start Extracted entries
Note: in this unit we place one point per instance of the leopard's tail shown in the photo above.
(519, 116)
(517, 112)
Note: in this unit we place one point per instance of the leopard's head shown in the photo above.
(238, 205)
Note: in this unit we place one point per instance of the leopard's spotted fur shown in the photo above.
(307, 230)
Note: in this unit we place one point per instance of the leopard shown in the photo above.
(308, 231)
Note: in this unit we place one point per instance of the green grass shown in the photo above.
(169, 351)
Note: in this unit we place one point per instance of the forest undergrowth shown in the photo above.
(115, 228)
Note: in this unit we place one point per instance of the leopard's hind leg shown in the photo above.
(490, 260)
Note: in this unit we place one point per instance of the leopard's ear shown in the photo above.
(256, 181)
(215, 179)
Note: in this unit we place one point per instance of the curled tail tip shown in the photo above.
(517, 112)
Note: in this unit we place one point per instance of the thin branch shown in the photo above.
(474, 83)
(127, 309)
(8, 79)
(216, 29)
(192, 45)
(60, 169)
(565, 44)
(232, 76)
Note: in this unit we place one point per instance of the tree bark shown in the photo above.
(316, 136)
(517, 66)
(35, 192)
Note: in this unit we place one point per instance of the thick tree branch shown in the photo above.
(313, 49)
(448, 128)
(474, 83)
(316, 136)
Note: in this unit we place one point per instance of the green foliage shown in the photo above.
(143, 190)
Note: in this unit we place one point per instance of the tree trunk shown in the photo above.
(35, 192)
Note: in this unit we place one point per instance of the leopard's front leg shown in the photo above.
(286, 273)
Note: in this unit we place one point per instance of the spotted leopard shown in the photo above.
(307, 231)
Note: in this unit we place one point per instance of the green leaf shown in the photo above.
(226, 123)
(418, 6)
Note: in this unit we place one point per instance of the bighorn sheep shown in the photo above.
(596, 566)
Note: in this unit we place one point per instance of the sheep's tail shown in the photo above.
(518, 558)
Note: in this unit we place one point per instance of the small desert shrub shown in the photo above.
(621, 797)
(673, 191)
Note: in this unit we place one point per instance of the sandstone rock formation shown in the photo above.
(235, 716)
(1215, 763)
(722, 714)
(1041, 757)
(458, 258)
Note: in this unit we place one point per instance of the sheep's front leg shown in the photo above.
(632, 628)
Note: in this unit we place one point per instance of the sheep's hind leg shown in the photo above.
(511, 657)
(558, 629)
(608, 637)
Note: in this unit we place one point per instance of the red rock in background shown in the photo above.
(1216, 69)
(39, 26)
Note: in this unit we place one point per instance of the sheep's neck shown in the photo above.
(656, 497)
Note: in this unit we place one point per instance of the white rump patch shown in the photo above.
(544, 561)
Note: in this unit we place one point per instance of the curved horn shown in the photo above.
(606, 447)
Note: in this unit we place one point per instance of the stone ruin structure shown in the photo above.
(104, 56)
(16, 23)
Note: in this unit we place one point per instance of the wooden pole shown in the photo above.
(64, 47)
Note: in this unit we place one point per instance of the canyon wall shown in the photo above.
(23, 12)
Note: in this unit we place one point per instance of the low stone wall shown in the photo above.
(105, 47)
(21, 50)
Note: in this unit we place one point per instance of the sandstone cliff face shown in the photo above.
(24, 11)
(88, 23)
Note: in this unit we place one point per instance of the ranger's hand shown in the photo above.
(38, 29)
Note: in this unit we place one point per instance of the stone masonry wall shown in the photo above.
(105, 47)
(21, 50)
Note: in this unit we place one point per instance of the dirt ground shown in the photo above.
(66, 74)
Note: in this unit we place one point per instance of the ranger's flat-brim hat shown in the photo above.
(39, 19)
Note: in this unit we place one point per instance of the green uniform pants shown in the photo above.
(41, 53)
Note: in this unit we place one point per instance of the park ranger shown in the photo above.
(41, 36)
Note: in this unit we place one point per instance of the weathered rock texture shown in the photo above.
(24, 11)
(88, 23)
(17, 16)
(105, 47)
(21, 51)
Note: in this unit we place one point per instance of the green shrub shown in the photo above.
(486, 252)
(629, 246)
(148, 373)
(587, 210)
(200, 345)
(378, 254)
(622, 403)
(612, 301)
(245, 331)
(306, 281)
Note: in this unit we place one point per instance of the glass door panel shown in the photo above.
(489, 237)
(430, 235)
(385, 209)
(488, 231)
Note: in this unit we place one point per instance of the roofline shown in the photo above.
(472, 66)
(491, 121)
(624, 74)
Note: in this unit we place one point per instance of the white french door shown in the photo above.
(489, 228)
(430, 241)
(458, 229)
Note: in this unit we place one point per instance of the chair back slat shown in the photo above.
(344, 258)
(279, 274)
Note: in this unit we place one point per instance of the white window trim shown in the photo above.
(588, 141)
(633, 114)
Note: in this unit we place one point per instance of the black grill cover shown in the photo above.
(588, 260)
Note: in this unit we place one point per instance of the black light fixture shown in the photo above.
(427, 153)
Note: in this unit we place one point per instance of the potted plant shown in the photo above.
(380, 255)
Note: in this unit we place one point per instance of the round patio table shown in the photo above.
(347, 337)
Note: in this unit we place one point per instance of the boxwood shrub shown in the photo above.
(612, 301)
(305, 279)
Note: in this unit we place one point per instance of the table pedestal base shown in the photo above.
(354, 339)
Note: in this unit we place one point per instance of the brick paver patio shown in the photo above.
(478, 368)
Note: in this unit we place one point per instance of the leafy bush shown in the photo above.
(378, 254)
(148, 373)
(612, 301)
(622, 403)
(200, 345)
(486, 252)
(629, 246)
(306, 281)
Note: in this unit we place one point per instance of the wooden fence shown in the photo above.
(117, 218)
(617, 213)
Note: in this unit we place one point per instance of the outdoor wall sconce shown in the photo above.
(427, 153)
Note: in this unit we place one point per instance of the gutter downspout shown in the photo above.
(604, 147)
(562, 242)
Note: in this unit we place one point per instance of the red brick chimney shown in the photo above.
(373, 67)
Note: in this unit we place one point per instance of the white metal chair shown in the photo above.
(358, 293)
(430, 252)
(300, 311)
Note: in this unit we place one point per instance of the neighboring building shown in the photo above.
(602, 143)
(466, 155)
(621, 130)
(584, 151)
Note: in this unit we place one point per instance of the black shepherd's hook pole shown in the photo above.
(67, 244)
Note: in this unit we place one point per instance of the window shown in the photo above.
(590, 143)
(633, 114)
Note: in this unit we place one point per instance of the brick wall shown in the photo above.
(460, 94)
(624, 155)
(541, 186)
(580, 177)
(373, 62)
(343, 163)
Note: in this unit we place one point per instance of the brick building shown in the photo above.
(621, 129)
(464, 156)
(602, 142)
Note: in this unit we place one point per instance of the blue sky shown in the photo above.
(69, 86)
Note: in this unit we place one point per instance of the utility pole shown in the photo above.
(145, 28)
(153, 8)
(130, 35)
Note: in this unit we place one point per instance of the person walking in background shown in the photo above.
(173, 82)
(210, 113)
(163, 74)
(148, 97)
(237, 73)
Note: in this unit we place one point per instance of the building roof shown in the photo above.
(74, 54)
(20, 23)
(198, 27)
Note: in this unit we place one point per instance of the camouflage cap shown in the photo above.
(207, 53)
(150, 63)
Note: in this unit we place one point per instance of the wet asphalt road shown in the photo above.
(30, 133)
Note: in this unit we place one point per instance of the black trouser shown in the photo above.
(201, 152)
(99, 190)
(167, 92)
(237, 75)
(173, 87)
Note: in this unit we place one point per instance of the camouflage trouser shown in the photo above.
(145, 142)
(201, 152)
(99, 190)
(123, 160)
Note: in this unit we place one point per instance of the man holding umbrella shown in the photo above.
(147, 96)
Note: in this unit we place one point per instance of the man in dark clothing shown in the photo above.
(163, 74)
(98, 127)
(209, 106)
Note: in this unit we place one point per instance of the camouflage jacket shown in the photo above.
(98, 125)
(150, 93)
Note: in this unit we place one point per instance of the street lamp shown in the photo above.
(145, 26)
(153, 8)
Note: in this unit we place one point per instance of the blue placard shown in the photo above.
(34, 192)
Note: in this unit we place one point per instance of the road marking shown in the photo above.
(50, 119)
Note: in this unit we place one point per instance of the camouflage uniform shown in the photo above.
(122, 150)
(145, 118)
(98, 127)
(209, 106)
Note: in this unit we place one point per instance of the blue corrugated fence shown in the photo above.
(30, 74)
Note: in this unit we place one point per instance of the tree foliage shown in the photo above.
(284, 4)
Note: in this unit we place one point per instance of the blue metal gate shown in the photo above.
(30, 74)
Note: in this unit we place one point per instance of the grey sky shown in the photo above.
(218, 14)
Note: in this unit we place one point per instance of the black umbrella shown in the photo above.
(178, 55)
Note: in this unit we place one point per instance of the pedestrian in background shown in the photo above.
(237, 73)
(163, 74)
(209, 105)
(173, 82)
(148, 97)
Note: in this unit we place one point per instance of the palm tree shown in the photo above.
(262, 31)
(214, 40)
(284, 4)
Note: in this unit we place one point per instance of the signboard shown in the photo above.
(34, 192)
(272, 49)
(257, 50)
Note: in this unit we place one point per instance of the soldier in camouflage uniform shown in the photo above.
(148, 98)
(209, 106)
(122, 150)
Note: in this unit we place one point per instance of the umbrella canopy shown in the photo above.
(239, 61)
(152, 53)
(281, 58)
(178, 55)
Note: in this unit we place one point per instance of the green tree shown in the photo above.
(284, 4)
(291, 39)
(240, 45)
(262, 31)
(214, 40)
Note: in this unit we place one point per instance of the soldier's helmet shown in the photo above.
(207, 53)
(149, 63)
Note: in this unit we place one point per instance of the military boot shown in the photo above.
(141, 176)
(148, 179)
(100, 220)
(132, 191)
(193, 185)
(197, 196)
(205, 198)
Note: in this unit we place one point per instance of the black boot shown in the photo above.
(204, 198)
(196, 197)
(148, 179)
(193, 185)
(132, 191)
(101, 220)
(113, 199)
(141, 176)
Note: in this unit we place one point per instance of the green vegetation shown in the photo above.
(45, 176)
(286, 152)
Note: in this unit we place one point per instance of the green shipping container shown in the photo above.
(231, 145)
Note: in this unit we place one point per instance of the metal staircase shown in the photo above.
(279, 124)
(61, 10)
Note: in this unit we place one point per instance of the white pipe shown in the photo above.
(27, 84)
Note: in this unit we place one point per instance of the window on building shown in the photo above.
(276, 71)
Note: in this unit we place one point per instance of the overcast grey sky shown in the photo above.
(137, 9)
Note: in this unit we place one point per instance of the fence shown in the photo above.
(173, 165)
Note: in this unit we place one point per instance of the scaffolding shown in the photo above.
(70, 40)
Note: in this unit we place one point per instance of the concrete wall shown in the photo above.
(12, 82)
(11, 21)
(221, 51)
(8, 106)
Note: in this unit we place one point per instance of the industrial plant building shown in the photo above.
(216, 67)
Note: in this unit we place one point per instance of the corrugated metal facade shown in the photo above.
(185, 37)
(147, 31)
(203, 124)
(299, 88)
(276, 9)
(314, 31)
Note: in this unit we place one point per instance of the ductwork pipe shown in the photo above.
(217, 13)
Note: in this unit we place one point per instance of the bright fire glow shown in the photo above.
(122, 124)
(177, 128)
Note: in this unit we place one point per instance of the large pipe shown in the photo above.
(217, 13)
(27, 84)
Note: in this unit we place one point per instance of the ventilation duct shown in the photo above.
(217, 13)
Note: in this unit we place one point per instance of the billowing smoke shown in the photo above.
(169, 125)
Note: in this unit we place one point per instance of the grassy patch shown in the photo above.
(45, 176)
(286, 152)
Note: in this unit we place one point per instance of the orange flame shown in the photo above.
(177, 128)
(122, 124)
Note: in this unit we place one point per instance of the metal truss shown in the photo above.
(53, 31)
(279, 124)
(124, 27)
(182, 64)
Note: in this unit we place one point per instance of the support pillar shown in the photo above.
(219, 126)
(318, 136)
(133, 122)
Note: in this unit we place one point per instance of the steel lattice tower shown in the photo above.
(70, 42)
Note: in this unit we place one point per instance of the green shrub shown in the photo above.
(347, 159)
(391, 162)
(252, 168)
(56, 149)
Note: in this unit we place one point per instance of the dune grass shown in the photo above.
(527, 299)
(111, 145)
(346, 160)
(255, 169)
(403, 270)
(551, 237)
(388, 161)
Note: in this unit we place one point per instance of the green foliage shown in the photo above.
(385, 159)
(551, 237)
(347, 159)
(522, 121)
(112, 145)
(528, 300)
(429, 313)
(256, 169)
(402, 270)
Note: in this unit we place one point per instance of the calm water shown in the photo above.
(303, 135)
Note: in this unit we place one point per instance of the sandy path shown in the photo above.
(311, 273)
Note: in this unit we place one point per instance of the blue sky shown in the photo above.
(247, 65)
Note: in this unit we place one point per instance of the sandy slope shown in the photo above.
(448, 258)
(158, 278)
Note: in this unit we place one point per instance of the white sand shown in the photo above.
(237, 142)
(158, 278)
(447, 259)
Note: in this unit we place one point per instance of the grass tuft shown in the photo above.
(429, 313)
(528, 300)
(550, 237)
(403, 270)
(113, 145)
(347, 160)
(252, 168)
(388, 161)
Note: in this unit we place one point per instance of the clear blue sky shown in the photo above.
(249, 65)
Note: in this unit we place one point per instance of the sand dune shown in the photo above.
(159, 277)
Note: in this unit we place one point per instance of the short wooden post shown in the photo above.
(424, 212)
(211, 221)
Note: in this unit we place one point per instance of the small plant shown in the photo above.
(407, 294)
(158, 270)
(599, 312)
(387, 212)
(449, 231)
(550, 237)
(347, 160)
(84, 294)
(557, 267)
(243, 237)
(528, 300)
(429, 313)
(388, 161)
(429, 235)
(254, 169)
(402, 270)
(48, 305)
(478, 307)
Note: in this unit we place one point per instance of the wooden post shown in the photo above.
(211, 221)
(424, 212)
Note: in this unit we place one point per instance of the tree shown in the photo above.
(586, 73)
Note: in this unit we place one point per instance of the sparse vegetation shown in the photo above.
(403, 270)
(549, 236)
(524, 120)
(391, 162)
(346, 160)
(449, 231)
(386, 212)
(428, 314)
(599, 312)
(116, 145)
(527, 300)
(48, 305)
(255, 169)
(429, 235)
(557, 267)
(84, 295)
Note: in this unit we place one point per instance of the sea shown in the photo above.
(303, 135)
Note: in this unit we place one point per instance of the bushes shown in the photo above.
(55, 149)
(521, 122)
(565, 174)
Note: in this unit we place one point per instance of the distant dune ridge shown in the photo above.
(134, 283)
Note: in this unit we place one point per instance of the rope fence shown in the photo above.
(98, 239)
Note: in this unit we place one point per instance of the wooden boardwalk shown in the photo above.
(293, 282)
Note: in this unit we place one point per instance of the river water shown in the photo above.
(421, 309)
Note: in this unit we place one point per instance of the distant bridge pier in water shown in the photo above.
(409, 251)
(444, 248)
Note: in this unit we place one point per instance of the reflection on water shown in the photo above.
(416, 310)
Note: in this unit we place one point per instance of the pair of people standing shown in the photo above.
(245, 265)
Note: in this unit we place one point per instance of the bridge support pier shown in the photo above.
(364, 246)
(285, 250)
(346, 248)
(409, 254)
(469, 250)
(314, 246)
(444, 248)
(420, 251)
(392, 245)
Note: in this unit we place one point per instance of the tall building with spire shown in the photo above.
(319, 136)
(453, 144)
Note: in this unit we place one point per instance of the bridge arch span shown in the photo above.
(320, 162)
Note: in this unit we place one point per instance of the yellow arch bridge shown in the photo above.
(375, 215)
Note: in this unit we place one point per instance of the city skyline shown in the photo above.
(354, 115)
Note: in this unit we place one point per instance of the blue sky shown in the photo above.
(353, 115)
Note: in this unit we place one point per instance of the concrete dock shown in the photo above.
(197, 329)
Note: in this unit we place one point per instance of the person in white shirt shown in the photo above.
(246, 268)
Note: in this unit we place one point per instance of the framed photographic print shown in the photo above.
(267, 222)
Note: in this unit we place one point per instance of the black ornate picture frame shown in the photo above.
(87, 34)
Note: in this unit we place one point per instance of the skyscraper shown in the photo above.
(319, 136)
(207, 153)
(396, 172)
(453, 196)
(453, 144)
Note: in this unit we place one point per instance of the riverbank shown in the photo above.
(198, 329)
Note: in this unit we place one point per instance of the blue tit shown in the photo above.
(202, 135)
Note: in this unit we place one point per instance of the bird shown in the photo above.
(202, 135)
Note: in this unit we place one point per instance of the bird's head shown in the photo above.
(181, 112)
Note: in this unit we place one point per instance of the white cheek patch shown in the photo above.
end Extracted entries
» **Objective**: Write the lines out verbatim, from the one with "shirt shown in the photo above." through the last line of the entries, and stop there.

» **Answer to this task**:
Note: in this unit we place one point per instance of the person in white shirt shown in the photo above.
(246, 268)
Note: in this unit we place one point per instance of the framed photographic print shown in the photo above.
(267, 222)
Note: in this unit we place one point per instance of the black ornate picture frame shown in the photo above.
(87, 34)
Note: in this unit we place one point per instance of the skyscraper shown in the photo above.
(319, 136)
(207, 153)
(396, 172)
(453, 196)
(453, 144)
Note: in this unit we place one point per instance of the riverbank shown in the photo above.
(198, 329)
Note: in this unit we place one point per instance of the blue tit shown in the photo above.
(202, 135)
Note: in this unit we place one point per instance of the bird shown in the photo above.
(202, 135)
Note: in this unit we place one point per instance of the bird's head shown in the photo above.
(181, 112)
Note: in this unit we place one point per instance of the white cheek patch shown in the photo above.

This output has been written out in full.